§ **Directive**: Reproduce every line of the records below, requests included, but multiply each coordinate in the answers by 1.35 and round it to a whole number, with halves rounded up. Leave the pictures out.

Records from a point labeling set
--- Begin ---

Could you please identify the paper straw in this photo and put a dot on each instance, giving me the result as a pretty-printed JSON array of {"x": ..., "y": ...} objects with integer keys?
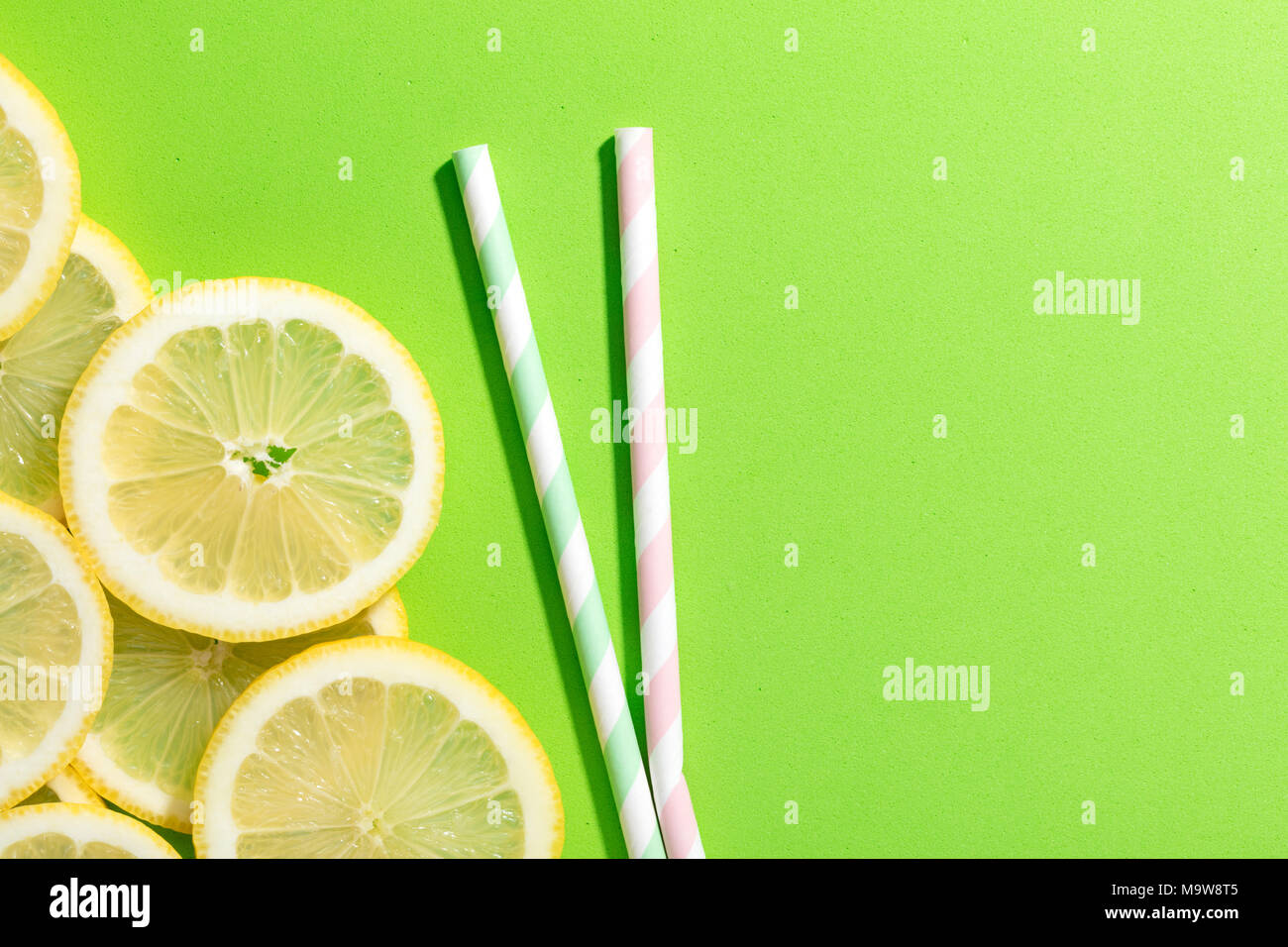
[
  {"x": 645, "y": 394},
  {"x": 558, "y": 504}
]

--- End ---

§ **Exercise response**:
Could you please identify the paper straw in this photo and put a dot on each instance, giving me the result as a pretty-printed JSON array of {"x": ..., "y": ...} objects with integer keys?
[
  {"x": 871, "y": 532},
  {"x": 753, "y": 680}
]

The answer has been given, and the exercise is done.